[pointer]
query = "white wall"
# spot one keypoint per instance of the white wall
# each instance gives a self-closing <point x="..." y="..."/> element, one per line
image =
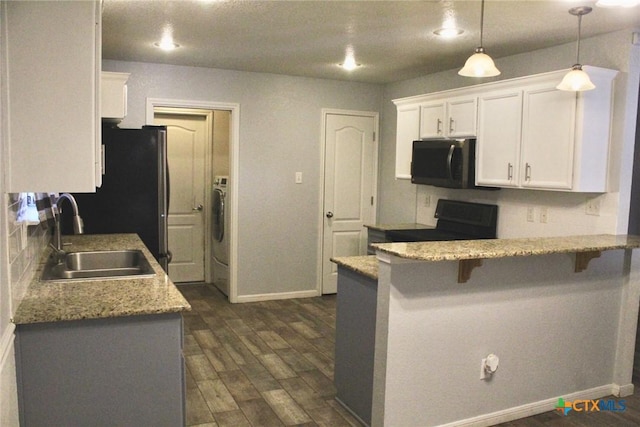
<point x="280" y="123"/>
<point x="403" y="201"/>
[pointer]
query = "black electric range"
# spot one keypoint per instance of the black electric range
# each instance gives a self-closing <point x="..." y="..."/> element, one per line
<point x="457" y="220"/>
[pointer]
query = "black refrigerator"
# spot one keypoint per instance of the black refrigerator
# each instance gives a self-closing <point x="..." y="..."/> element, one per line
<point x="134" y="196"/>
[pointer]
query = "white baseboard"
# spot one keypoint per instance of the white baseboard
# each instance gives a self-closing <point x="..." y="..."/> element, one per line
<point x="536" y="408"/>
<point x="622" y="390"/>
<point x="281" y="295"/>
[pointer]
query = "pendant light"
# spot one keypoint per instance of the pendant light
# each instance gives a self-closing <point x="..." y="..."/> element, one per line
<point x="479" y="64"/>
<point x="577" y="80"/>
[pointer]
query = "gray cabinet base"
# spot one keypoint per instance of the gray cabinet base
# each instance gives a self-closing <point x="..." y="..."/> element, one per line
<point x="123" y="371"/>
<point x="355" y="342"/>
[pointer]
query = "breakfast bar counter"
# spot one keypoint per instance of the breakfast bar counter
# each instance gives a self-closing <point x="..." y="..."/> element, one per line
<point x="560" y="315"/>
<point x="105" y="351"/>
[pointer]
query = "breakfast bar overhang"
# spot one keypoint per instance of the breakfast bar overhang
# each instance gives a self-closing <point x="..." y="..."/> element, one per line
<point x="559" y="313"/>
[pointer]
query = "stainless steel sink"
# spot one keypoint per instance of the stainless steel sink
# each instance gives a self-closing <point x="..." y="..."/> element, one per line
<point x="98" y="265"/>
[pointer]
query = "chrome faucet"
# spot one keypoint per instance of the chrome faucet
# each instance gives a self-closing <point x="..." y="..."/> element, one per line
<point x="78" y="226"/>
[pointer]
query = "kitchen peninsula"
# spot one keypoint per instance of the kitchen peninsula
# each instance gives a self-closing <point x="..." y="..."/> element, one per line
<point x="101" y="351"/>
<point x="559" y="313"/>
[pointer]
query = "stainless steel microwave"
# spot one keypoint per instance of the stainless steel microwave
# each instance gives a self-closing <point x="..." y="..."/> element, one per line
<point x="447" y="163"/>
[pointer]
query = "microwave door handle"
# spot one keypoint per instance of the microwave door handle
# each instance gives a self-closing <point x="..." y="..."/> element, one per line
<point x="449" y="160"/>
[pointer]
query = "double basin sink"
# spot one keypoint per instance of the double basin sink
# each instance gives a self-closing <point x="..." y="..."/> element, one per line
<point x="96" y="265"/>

********************

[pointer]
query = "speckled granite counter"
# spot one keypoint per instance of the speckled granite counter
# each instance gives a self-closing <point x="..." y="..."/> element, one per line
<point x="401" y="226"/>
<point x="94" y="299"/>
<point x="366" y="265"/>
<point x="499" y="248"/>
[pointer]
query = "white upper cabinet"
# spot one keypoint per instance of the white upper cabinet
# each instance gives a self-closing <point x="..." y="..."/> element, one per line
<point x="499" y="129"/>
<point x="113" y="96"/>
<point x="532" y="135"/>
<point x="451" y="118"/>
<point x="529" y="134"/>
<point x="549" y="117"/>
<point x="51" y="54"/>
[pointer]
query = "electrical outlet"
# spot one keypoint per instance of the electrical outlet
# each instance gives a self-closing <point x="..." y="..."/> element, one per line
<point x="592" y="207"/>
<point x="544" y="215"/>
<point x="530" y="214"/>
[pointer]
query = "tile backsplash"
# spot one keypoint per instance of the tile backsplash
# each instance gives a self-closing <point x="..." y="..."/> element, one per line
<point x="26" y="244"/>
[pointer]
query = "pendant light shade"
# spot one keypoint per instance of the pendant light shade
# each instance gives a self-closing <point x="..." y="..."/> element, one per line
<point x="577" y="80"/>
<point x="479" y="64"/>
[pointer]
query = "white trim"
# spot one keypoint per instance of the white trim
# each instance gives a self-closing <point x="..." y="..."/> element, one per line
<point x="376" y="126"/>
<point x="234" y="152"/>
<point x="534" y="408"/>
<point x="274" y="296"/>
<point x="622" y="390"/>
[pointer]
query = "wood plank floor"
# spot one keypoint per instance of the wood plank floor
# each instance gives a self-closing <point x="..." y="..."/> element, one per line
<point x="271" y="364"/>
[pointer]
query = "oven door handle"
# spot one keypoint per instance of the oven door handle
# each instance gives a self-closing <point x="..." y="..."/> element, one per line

********************

▶ Try it
Would you state how many lines in the listing above contain the word "double"? Reply with the number and no other words.

▶ Solution to this task
2